▶ Written request
Rewrite the records below line for line without the pictures, shifting every coordinate in the answer points up by 102 and keeping all other lines unchanged.

▶ Records for this task
****

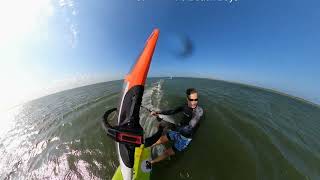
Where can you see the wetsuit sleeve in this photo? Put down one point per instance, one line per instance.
(196, 118)
(171, 111)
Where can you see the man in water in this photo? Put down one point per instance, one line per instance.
(182, 136)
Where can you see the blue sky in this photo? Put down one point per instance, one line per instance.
(52, 45)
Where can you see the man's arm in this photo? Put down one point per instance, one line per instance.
(170, 111)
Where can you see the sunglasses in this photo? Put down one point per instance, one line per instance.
(192, 99)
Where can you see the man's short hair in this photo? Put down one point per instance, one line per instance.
(191, 91)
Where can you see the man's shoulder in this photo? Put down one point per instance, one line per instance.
(199, 110)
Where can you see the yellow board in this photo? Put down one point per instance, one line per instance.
(140, 172)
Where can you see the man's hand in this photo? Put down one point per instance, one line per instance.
(154, 113)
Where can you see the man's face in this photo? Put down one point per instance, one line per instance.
(193, 100)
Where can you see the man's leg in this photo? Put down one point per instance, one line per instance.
(167, 153)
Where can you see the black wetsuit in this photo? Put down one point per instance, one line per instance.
(190, 120)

****

▶ Finished task
Where can you see the wetsuit sleeve in this photo? Put down one point per instance, one line per instance.
(298, 220)
(273, 213)
Where can you see the man in water in this photo? Put down one point per instance, one line per instance.
(284, 238)
Where can you see the blue sky in this photo? Put down one point per instance, one line per instance.
(154, 147)
Where can you see the man's arm in this photo? Put down one point per instance, one line per instance.
(272, 213)
Where can you see the sunglasses in this photo? Put down one point per instance, one line per instance.
(294, 201)
Where can you see the man's short hair in this photo? Put down one point per instance, one line per instance.
(293, 193)
Where can you see the man's shoulder in this photo? Put down one point per instance, one line per instance.
(301, 212)
Where can you see the yellow board in this photo? Put down one point per instance, one line per instance.
(242, 274)
Where can you see the man's hand in this photo? Put down one point per instance, one line per instance.
(256, 215)
Where can you see the man's face in this photo? Put down one point per instance, one line per instance.
(295, 202)
Where can you see the man's leg in this photo? Put down one point per instance, one line per instance.
(269, 255)
Where can you see the black wetsuit in this photo? Put down one point per instance, one line per instance.
(292, 222)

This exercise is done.